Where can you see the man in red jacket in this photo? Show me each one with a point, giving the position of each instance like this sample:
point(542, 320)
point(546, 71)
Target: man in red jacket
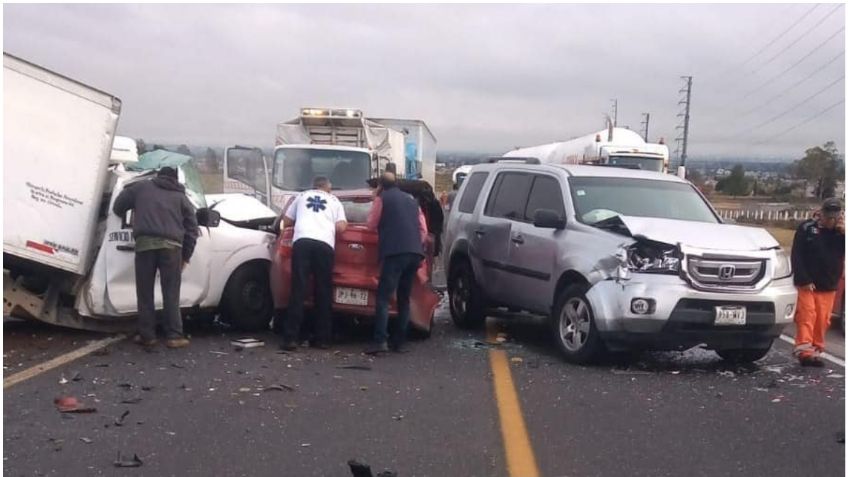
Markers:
point(818, 253)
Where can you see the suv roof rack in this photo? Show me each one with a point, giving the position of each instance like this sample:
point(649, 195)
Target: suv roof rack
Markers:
point(523, 160)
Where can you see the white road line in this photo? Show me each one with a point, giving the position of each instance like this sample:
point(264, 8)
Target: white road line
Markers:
point(833, 359)
point(60, 360)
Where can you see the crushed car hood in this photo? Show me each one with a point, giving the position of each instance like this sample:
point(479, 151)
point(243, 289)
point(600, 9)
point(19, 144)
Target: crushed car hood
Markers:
point(240, 208)
point(700, 234)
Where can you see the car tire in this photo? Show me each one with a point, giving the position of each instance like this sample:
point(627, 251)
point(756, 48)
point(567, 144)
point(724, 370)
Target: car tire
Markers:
point(741, 356)
point(247, 304)
point(573, 324)
point(421, 334)
point(467, 305)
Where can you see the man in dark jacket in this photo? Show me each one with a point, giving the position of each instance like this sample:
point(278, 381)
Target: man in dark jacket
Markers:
point(818, 252)
point(165, 231)
point(402, 229)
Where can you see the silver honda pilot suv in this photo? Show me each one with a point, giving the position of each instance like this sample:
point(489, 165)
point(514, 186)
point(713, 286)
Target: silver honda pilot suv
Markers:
point(618, 259)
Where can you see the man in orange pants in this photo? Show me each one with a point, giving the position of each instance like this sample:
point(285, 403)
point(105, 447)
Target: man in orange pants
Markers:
point(818, 253)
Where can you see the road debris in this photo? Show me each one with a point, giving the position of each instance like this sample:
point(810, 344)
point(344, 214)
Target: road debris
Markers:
point(72, 405)
point(119, 421)
point(131, 462)
point(361, 367)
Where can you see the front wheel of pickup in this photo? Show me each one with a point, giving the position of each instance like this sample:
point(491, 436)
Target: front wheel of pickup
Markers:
point(467, 306)
point(573, 323)
point(247, 304)
point(743, 355)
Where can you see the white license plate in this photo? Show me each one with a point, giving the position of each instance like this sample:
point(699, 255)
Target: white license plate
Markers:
point(730, 315)
point(351, 296)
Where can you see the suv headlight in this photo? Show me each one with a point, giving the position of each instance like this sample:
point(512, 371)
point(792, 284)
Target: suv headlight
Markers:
point(782, 265)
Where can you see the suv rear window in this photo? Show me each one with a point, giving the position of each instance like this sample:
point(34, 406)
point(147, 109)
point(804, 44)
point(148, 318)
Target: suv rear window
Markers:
point(509, 196)
point(472, 191)
point(545, 194)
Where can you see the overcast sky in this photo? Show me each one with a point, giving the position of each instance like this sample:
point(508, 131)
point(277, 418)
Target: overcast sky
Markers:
point(484, 78)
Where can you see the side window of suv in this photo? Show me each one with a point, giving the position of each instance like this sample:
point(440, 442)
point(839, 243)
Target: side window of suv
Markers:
point(546, 193)
point(472, 191)
point(509, 196)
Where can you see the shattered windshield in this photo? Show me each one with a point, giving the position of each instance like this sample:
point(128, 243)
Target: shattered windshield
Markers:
point(598, 199)
point(294, 168)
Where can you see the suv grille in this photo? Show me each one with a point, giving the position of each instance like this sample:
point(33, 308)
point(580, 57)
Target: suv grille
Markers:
point(729, 274)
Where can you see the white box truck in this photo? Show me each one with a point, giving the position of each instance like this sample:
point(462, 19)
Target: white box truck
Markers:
point(341, 144)
point(67, 259)
point(612, 146)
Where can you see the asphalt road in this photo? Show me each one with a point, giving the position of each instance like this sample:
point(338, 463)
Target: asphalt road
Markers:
point(210, 410)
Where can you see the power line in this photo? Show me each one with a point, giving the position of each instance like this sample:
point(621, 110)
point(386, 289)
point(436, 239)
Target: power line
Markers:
point(779, 36)
point(797, 83)
point(793, 65)
point(803, 35)
point(790, 129)
point(793, 108)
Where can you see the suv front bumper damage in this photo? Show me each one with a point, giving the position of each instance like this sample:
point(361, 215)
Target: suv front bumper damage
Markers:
point(682, 317)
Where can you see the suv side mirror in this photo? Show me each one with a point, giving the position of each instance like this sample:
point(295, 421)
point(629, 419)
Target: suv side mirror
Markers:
point(208, 218)
point(548, 219)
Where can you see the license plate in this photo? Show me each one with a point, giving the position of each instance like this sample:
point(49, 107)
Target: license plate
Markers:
point(351, 296)
point(730, 315)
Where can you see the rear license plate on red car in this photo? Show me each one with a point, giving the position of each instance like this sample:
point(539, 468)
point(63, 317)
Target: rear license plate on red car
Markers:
point(351, 296)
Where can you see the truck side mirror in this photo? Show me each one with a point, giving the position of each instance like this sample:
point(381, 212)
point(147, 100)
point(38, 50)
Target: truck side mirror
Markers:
point(208, 218)
point(548, 219)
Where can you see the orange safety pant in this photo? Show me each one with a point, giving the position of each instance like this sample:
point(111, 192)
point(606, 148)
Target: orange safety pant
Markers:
point(812, 319)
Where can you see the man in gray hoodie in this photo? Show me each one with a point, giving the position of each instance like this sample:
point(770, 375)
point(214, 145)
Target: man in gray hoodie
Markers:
point(165, 231)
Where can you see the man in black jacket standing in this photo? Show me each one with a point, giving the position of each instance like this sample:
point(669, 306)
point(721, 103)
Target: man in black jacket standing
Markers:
point(402, 230)
point(818, 252)
point(165, 231)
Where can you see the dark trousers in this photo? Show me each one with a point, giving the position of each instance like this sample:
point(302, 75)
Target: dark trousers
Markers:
point(397, 274)
point(316, 258)
point(169, 264)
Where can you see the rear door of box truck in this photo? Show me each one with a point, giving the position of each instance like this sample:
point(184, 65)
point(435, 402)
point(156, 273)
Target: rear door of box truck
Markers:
point(57, 142)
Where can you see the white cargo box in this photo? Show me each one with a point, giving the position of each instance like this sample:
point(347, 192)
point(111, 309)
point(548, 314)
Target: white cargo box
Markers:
point(57, 143)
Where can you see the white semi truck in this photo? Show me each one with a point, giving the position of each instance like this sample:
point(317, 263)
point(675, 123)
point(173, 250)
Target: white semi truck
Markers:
point(341, 144)
point(612, 146)
point(67, 259)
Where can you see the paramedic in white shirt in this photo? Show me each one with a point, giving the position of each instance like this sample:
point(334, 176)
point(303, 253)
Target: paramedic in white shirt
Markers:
point(317, 216)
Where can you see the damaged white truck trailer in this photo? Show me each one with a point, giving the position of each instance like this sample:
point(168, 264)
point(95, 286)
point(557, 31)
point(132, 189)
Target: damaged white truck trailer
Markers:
point(67, 259)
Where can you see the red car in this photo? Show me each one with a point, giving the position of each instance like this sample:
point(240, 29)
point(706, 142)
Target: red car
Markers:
point(357, 270)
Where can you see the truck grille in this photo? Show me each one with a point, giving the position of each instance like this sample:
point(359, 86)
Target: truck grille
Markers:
point(730, 274)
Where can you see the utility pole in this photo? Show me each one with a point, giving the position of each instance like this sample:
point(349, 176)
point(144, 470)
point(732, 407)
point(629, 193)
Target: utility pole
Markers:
point(646, 119)
point(683, 142)
point(614, 112)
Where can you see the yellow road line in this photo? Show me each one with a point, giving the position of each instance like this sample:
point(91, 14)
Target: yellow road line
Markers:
point(519, 453)
point(59, 361)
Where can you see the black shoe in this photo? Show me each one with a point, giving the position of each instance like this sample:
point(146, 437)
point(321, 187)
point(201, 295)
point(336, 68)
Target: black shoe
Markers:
point(399, 348)
point(377, 348)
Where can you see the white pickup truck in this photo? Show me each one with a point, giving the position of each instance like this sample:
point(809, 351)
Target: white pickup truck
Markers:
point(67, 259)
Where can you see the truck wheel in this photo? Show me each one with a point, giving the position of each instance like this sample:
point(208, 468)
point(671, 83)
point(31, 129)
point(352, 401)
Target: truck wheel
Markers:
point(247, 303)
point(466, 299)
point(573, 323)
point(743, 355)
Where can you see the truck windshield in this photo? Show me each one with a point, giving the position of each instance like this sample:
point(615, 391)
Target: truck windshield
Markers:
point(646, 163)
point(294, 168)
point(600, 198)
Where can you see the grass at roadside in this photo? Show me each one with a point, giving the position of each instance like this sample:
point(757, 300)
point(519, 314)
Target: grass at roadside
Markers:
point(783, 236)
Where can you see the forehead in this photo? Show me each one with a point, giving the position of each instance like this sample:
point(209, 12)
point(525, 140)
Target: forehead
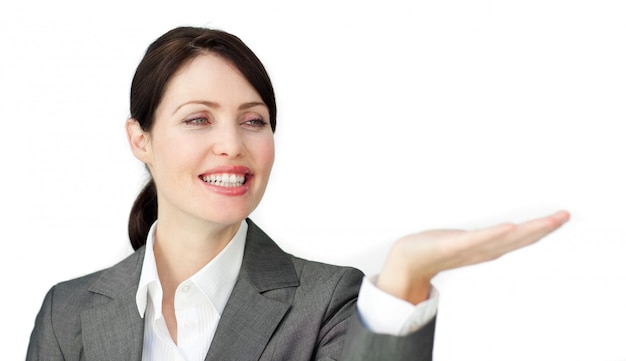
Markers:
point(209, 77)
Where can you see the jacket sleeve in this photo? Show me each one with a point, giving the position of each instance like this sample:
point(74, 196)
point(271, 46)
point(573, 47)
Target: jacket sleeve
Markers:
point(343, 332)
point(43, 344)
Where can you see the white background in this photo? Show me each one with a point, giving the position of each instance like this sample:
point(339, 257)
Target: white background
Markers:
point(394, 117)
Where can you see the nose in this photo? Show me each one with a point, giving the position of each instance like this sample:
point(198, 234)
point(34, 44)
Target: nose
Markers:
point(228, 142)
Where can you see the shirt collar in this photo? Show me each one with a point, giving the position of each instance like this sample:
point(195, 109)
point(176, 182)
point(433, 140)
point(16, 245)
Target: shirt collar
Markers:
point(216, 279)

■ Instructions for the task ■
Rewrite the material starting at the line that contains "Where can you see the man in orange" and ending at the line that contains "point(361, 367)", with "road debris" changed to "scattered debris" and nothing else altered.

■ Expected answer ■
Where can you see the man in orange pants in this photo? Show me each one with a point, giving the position of each instance like this sample:
point(285, 403)
point(105, 447)
Target: man in orange pants
Markers:
point(818, 253)
Where can you see the scattered debris in this photo? Show me each one with a point, giving the position of each instance like this sample:
point(810, 344)
point(344, 214)
Target: scattered debris
Markers:
point(72, 405)
point(119, 421)
point(131, 462)
point(361, 367)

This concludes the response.